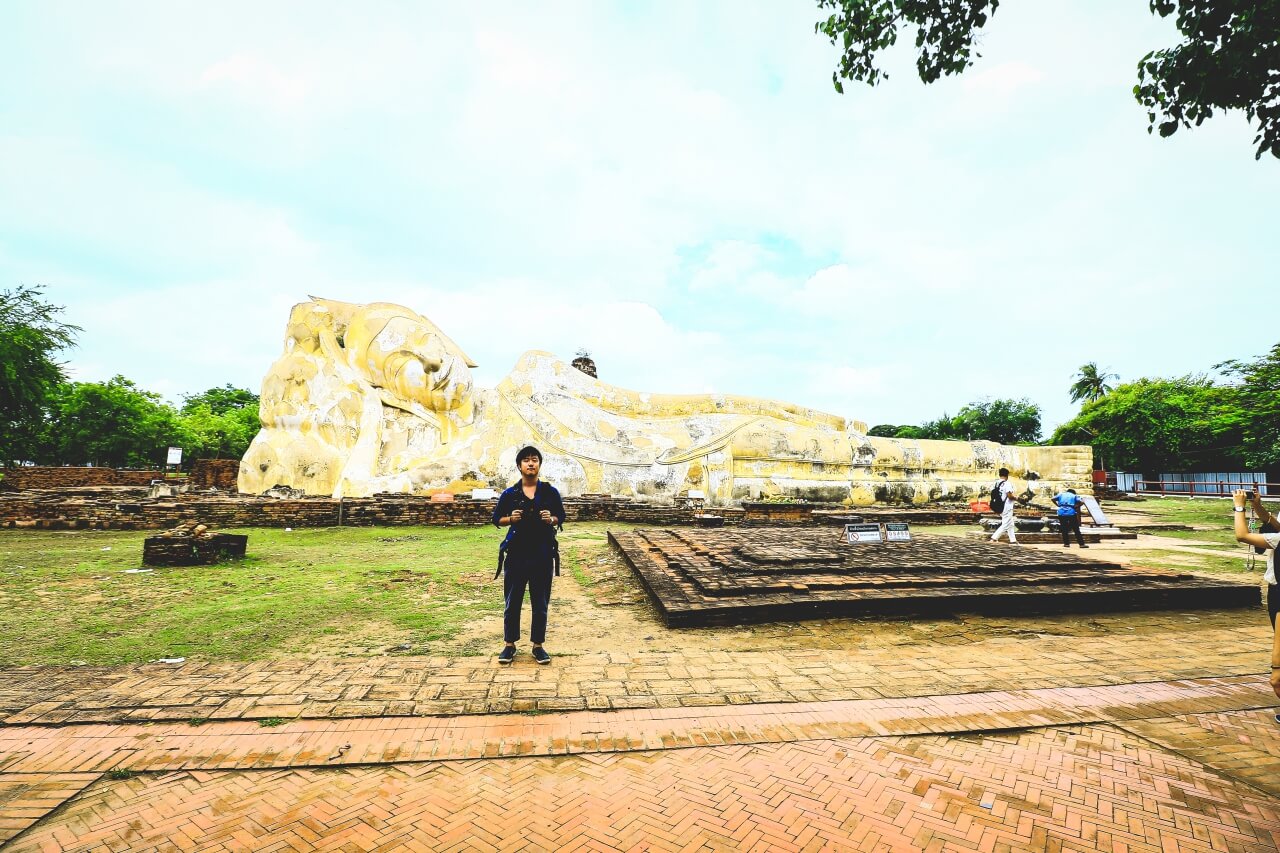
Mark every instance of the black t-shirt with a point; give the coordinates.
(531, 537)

* * * * * * * * *

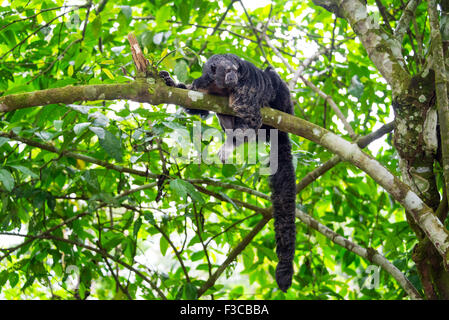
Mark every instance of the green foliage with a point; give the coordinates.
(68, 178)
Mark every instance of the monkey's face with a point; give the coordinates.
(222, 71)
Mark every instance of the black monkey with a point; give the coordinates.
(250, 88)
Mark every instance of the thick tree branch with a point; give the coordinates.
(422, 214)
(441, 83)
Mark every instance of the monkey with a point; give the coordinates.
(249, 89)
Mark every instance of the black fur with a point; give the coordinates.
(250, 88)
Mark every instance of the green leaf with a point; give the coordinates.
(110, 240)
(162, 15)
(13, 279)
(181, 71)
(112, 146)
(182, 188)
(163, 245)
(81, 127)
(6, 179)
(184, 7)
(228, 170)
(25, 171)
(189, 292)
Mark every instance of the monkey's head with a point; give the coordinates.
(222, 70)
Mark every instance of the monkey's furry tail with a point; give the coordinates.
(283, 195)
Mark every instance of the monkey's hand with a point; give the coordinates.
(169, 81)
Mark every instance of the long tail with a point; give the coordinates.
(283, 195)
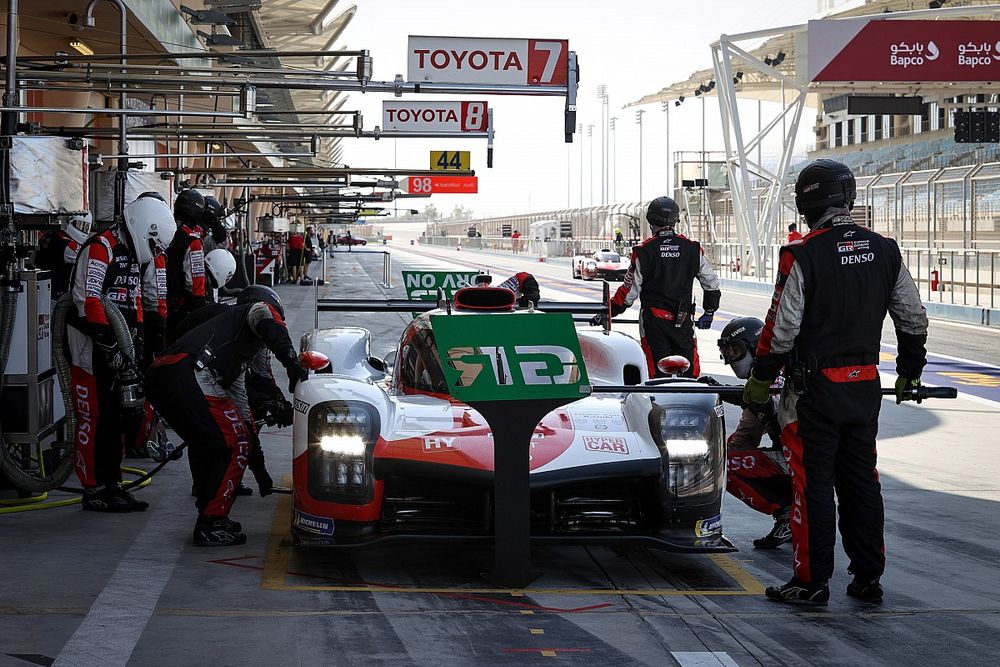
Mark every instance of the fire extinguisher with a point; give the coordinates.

* * * * * * * * *

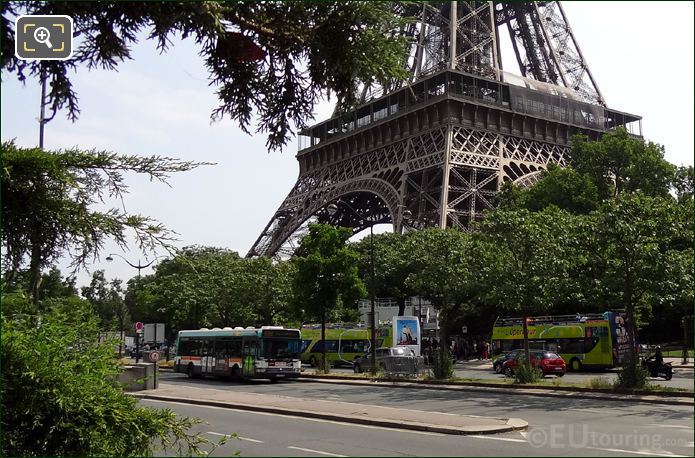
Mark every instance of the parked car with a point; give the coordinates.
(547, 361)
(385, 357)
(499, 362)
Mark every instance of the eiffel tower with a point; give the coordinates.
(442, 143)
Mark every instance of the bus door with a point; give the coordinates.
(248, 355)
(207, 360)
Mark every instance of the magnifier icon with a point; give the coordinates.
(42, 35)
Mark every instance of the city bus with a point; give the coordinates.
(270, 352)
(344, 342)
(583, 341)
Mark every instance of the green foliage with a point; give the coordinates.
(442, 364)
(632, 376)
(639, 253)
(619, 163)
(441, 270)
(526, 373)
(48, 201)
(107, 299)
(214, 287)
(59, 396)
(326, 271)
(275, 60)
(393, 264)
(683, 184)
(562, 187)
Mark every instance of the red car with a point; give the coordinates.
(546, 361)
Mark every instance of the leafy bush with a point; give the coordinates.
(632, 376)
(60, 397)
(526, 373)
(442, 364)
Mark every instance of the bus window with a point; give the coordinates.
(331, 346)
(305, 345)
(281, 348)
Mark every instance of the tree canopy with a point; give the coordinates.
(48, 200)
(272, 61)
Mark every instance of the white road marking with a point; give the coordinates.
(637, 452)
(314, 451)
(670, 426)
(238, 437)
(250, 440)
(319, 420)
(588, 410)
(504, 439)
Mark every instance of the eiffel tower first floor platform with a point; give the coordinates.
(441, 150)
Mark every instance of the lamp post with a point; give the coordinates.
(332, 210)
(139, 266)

* * * * * * * * *

What to produce
Your answer must be everything above from the line with "Mark every instance of the monkey's face" down to the line with "Mark every instance of the fire", word for word, and no pictures.

Answer to this task
Mark every instance of the monkey's face with a point; give the coordinates.
(222, 71)
Mark every instance of the black monkey with a point; give the coordinates.
(250, 88)
Mark every instance of the thick tree branch with a point; give the coordinates.
(422, 214)
(441, 83)
Mark every instance of the monkey with a point; give the coordinates.
(249, 89)
Mark every instance of the black fur with a point; give the coordinates.
(250, 88)
Mark every instance of the green leaf with a point; give the coordinates.
(110, 240)
(162, 15)
(13, 279)
(181, 71)
(112, 146)
(182, 188)
(163, 245)
(81, 127)
(6, 179)
(184, 7)
(228, 170)
(25, 171)
(189, 292)
Mark every instance of the monkey's head with a point; give the coordinates.
(222, 70)
Mark every instance of the monkey's furry tail with a point; give the coordinates.
(283, 195)
Mark every instance of the monkey's hand with a point; give the coordinates.
(169, 81)
Mark every instance of the long tail with a point; give the coordinates.
(283, 195)
Mark every instance of the fire extinguisher with a point; give the coordinates.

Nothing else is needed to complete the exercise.